■ Records provided ■
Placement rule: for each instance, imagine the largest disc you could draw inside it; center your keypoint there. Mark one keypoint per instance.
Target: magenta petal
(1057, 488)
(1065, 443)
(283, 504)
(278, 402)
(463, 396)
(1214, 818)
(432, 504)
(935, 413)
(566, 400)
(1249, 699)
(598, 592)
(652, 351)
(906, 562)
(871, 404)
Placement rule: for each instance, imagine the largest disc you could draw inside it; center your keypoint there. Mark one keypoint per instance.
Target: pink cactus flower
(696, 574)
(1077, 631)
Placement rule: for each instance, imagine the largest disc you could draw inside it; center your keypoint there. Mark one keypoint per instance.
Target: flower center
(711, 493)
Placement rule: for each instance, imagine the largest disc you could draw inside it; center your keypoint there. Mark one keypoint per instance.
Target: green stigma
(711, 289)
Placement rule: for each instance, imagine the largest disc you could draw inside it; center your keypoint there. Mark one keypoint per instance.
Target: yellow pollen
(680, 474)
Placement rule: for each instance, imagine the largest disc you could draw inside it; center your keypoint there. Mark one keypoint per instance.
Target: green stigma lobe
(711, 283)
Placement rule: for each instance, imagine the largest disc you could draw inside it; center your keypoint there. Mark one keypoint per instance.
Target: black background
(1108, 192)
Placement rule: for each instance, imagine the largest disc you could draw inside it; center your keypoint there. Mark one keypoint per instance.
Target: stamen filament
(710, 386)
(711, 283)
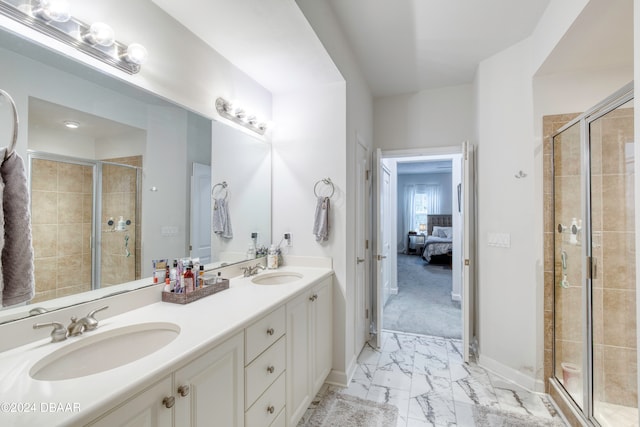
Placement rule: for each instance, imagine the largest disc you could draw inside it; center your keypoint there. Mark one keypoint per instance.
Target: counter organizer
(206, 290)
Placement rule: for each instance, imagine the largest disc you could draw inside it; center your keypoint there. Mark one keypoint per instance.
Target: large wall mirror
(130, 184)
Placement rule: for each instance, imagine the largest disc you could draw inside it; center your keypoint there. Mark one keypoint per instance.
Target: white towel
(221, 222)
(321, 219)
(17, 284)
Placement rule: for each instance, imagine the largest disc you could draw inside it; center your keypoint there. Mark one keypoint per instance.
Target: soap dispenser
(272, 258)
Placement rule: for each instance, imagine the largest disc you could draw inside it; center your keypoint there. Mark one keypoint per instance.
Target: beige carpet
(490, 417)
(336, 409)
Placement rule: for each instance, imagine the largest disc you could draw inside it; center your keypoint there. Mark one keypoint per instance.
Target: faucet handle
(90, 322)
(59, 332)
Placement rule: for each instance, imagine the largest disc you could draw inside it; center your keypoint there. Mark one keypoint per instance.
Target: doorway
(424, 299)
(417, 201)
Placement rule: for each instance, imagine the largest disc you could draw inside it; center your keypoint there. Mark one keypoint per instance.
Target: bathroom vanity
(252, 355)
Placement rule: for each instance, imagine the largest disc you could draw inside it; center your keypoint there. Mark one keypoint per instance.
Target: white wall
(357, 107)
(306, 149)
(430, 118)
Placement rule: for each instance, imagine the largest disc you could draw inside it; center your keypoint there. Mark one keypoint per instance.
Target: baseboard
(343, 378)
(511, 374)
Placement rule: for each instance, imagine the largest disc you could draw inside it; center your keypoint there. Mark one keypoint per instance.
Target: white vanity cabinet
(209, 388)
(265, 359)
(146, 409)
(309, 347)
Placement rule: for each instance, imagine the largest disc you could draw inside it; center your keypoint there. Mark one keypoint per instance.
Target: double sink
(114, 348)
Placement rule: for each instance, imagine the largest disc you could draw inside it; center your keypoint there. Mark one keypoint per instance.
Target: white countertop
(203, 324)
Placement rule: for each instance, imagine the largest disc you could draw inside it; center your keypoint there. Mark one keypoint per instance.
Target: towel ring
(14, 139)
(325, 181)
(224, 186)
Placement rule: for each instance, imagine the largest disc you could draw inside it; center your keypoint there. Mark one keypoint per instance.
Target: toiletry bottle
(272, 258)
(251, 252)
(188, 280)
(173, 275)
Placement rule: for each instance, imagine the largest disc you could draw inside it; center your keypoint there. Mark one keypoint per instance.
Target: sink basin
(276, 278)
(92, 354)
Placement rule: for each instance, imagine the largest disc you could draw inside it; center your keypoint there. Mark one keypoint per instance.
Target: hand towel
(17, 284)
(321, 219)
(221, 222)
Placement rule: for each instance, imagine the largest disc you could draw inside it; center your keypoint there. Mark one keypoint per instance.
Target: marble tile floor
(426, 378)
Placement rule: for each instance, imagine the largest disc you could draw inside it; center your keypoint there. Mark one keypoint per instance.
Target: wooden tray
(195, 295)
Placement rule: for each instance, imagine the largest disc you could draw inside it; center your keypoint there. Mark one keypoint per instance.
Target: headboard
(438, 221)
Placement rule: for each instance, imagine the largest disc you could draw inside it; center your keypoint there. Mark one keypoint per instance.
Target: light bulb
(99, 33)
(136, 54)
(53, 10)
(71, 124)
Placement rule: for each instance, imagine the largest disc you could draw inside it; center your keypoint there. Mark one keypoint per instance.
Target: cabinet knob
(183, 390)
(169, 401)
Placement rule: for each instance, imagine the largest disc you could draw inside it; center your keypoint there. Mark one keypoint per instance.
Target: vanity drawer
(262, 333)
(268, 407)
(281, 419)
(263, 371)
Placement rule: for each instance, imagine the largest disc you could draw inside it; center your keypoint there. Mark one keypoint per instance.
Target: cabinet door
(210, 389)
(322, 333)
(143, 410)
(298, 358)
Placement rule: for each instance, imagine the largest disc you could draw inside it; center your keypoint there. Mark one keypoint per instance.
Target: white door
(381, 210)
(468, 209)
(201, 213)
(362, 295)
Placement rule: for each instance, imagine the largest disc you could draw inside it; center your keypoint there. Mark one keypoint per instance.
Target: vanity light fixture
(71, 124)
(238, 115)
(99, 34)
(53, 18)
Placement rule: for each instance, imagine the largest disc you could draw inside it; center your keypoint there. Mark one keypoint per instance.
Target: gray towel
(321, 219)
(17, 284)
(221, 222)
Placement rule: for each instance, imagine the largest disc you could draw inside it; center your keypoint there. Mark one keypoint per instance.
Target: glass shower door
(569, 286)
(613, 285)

* * *

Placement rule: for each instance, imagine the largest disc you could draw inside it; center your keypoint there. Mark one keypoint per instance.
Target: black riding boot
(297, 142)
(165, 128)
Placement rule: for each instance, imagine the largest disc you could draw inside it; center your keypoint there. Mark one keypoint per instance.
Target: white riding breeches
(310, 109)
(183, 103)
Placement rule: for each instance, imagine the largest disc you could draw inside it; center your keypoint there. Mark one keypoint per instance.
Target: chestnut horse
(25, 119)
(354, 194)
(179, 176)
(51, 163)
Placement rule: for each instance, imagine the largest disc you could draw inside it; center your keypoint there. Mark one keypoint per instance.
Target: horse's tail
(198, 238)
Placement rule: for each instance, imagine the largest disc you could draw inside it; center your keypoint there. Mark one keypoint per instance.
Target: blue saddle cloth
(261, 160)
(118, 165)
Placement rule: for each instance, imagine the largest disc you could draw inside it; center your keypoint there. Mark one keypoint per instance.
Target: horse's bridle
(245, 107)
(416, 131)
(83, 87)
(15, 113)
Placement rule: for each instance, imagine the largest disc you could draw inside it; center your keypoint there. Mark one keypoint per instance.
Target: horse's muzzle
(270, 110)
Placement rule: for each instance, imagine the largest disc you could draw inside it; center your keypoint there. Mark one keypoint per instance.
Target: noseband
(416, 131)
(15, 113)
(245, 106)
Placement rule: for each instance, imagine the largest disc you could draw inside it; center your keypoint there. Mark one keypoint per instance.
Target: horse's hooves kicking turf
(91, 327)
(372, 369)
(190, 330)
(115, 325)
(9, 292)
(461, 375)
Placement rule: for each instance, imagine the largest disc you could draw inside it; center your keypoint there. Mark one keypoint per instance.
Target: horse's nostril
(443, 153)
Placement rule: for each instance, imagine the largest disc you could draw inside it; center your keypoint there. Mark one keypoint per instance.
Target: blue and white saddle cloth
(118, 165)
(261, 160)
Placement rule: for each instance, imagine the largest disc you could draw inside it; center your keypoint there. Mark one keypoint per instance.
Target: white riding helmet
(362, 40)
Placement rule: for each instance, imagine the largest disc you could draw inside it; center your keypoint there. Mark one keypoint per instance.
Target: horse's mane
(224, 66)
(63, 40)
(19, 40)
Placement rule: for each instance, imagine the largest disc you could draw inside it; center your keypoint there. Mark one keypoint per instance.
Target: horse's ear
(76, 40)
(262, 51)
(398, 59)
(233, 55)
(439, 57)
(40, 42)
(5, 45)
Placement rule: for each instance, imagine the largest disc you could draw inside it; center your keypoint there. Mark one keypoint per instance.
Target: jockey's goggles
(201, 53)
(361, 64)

■ Task directions ■
Count the lines of the material above that contain the word "wall", treating uppercase and lowercase as distinct, and reply with the number alone.

■ Result of this task ■
2